Provided information section start
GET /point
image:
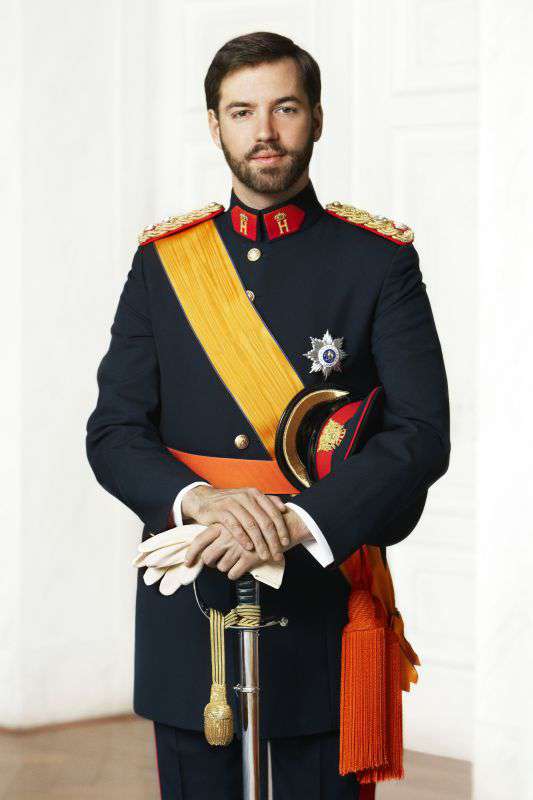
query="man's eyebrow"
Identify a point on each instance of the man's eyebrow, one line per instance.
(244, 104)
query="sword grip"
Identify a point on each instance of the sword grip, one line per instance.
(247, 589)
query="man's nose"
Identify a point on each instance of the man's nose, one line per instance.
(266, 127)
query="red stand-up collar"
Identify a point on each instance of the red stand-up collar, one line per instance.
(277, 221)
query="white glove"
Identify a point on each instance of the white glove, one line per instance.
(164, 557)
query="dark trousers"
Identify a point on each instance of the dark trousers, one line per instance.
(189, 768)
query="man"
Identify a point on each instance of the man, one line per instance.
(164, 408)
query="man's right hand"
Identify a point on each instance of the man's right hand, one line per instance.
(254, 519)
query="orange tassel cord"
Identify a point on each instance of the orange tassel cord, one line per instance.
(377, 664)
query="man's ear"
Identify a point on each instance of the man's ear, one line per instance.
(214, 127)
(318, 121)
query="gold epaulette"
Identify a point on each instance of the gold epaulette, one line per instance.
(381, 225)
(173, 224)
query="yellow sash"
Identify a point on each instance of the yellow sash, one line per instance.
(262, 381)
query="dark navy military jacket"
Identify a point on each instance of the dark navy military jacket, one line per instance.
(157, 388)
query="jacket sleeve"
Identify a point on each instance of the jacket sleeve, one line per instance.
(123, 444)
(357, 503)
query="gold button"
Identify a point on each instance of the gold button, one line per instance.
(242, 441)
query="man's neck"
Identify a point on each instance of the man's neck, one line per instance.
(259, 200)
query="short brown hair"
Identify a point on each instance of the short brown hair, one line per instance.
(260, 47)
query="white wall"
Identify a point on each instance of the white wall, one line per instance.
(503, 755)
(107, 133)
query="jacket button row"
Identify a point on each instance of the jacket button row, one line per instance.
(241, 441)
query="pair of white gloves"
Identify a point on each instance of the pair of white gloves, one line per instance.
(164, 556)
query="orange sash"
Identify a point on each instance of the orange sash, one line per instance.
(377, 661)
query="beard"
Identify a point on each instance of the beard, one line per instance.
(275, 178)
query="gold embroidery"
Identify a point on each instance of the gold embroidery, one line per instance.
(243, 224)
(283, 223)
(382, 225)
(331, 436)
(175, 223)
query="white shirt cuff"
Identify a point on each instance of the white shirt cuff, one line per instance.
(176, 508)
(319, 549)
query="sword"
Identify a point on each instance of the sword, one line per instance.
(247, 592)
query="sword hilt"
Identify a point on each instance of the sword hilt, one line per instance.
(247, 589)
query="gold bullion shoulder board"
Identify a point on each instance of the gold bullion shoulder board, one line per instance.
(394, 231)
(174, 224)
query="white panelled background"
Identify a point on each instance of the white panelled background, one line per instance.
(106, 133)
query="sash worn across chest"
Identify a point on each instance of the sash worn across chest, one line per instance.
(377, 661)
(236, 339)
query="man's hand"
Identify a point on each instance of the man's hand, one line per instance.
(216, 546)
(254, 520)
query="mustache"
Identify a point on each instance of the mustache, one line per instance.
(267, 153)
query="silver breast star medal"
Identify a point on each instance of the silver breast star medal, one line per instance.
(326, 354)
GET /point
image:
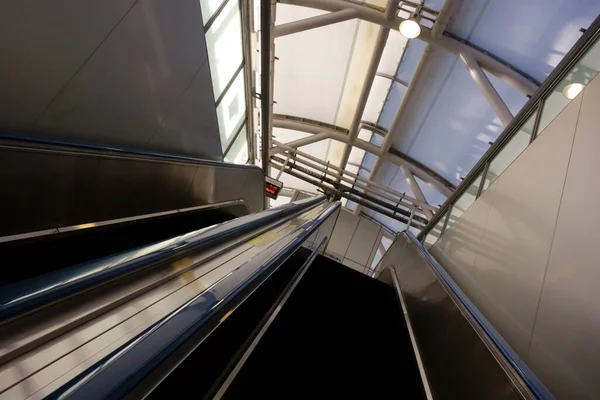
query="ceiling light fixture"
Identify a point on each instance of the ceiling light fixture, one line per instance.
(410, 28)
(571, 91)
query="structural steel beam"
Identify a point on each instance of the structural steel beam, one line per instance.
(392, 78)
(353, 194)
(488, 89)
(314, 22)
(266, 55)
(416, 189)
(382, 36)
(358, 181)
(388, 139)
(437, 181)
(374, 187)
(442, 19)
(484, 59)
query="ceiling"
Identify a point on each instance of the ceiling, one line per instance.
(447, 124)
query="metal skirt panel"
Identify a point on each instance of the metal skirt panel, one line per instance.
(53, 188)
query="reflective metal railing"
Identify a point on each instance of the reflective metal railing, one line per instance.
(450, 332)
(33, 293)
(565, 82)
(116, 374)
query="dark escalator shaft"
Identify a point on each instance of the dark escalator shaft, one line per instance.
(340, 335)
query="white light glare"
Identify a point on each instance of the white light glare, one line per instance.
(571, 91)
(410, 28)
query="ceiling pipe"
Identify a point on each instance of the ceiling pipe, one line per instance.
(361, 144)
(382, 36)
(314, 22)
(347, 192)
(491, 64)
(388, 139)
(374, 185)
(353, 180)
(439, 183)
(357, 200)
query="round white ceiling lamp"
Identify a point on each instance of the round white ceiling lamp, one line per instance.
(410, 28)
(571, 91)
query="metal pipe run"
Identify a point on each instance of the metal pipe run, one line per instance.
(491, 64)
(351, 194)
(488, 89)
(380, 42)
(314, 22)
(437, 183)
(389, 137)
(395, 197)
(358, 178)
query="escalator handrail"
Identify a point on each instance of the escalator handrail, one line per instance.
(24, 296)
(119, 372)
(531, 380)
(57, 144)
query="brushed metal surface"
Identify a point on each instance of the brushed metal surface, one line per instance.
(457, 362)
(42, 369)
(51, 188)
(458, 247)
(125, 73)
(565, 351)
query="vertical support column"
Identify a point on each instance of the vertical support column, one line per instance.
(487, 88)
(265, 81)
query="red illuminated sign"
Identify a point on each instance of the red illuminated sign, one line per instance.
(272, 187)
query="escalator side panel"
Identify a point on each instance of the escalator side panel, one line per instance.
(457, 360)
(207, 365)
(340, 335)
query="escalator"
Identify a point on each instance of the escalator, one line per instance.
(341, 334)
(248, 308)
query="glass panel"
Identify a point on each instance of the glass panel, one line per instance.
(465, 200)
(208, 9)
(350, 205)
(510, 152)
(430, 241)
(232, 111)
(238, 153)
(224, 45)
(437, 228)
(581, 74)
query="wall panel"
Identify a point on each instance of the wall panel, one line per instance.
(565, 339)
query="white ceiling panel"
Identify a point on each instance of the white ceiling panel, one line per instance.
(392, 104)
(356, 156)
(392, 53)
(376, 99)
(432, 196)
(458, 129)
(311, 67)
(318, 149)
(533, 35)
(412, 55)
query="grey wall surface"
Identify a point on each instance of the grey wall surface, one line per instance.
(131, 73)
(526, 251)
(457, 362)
Provided information section end
Provided information section start
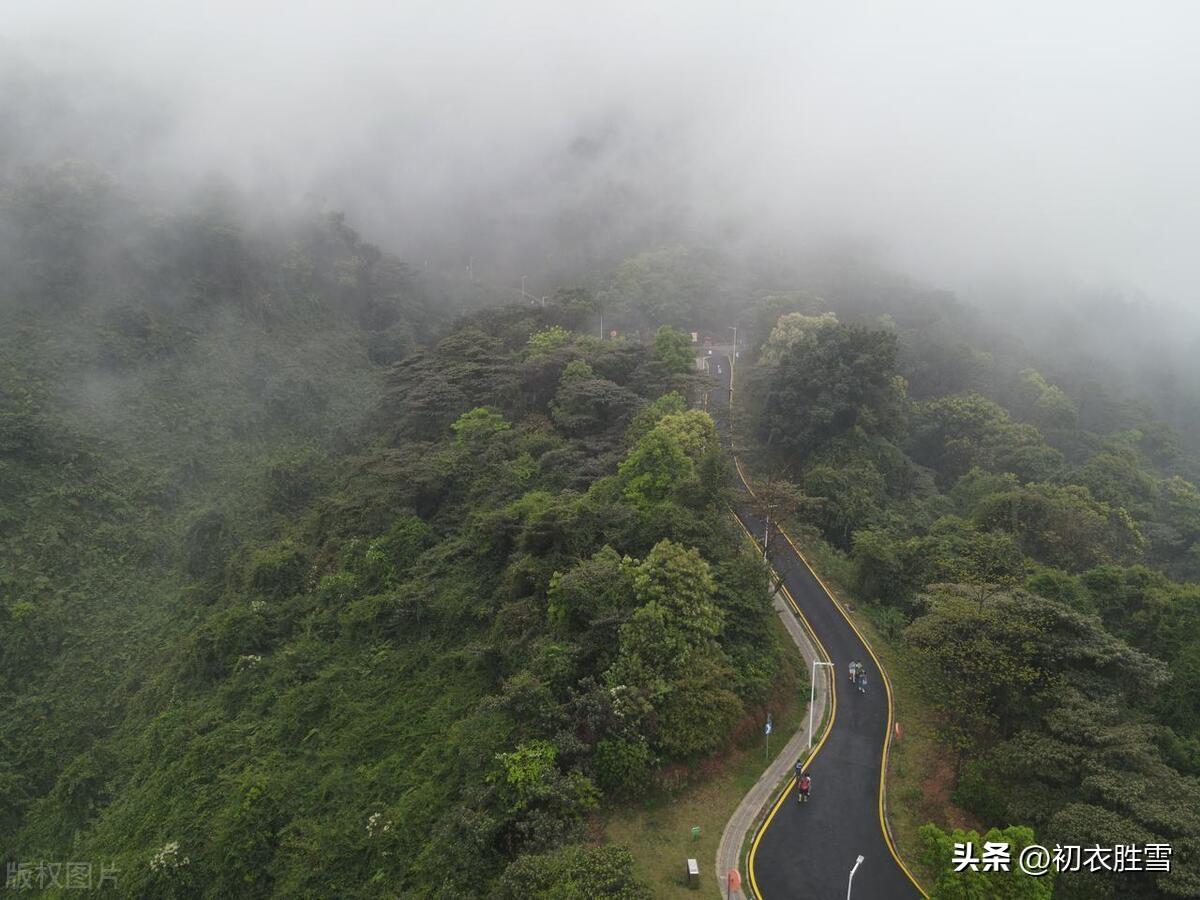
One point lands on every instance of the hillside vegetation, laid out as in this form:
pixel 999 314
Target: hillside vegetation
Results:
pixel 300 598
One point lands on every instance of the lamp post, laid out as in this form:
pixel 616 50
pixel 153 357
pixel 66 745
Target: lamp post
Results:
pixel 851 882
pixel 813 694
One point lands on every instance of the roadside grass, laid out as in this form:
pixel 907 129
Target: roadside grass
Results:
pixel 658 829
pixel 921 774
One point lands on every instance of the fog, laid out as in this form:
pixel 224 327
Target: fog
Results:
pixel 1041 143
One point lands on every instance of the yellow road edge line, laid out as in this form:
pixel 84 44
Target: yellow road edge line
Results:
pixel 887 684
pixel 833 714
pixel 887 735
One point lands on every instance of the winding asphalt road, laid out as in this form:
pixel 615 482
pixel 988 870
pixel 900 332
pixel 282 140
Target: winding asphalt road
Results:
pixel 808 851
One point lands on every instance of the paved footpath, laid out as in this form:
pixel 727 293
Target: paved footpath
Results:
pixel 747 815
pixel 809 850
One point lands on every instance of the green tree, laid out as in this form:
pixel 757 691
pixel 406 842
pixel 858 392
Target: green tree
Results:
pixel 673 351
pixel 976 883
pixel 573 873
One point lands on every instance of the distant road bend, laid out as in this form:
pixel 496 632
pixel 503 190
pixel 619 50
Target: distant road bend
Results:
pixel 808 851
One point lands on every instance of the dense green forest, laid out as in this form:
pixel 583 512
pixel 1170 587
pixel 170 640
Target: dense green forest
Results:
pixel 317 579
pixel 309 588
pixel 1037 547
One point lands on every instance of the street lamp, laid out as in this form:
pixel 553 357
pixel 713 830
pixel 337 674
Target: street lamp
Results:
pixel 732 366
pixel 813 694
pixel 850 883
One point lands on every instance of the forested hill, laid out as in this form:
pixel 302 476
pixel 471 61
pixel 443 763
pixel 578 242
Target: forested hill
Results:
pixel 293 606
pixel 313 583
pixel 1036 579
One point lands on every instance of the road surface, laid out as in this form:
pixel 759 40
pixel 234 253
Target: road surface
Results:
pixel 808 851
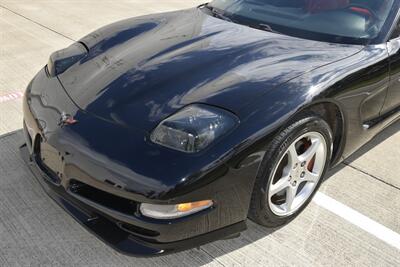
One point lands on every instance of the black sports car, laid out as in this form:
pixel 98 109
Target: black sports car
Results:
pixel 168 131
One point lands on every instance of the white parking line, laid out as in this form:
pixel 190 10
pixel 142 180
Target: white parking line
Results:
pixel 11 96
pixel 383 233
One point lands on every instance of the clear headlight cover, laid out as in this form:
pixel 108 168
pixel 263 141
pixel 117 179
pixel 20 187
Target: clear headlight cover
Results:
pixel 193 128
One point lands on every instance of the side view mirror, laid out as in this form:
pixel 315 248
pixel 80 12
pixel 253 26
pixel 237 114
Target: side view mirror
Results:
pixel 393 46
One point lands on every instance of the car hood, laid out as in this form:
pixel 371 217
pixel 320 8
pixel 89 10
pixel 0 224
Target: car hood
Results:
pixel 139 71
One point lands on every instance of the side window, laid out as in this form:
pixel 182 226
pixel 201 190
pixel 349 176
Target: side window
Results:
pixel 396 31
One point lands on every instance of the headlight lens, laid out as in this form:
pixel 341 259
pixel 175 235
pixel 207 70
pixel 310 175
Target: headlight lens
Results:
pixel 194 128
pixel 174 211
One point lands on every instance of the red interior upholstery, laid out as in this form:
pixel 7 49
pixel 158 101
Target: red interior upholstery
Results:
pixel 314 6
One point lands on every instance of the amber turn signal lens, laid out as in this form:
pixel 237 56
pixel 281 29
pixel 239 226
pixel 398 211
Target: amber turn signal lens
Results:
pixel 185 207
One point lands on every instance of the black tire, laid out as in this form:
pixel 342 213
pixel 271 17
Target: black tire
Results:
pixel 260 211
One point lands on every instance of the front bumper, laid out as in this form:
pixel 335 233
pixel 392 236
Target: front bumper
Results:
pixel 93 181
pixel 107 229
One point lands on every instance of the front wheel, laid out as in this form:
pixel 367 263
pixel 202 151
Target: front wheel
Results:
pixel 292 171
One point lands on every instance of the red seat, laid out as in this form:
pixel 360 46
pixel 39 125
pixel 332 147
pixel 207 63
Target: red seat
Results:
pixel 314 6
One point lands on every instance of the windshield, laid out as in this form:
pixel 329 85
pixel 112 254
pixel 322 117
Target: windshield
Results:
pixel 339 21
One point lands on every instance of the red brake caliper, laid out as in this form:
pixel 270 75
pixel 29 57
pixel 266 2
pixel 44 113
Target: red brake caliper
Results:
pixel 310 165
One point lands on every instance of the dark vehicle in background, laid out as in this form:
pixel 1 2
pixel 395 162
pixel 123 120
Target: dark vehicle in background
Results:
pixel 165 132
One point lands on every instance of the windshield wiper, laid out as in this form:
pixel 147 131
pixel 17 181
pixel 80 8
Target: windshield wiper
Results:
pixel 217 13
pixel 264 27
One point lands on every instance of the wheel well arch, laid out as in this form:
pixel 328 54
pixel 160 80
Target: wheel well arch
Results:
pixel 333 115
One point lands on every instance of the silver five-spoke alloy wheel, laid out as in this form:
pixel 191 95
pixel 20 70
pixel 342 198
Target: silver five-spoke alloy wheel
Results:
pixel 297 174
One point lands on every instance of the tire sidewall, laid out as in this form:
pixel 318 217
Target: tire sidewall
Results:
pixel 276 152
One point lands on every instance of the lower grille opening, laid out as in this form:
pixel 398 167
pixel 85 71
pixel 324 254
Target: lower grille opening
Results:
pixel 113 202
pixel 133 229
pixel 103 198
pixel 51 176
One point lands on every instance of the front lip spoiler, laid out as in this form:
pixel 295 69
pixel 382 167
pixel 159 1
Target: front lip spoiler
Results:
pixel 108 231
Provided information section end
Required work:
Write only the number of lines above in which the word "hood" is found.

Result below:
2